=== WHAT YOU WILL DO ===
For the word "between", count the lines below that contain it. Give the number alone.

=== MATERIAL FOR THIS TASK ===
++++
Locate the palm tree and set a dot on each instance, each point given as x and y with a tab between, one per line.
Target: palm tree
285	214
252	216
++++
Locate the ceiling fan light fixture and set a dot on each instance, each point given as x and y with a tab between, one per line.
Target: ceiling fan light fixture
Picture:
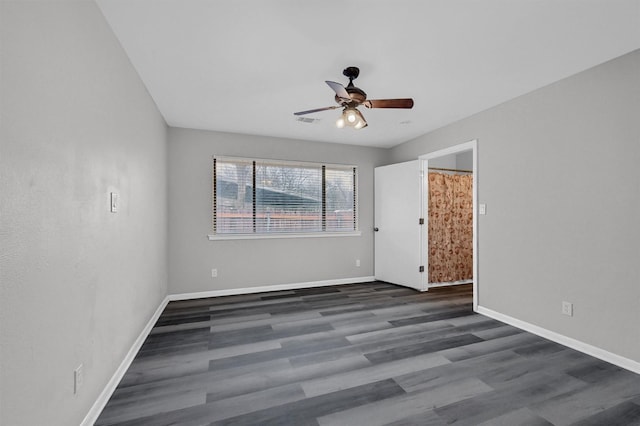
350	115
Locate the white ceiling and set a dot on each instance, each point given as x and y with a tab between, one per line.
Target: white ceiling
++++
=== FINAL ANSWER ===
3